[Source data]
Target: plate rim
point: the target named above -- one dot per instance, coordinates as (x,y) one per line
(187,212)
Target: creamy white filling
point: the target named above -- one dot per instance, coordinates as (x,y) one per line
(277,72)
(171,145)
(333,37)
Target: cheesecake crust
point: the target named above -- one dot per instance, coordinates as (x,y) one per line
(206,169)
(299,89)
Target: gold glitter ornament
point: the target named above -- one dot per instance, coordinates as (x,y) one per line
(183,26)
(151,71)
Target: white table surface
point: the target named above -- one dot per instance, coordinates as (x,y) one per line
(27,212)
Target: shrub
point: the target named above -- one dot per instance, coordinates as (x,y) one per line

[Given exercise]: Recast every line of the material above as a JSON list of strings, one string per line, leaving out any blank lines.

[Expected answer]:
[
  "Target: plate rim",
  "point: the target named above -- one dot per instance, coordinates as (x,y) one per line",
  "(187,212)",
  "Target: creamy white filling",
  "point: the target named above -- one dot per instance, coordinates as (x,y) one per line",
  "(277,72)",
  "(171,145)",
  "(333,37)",
  "Target: cheesecake crust",
  "point: the target named above -- one dot per instance, coordinates as (x,y) one per line",
  "(206,169)",
  "(299,89)",
  "Target: gold glitter ornament",
  "point: the target named above -- one dot per instance, coordinates as (x,y) one per line",
  "(183,26)",
  "(151,71)",
  "Target: white table surface",
  "point: the target named above -- one dot per instance, coordinates as (x,y) one per line",
  "(27,212)",
  "Target: shrub",
  "point: the target named above -- one dot per instance, coordinates as (x,y) one per line"
]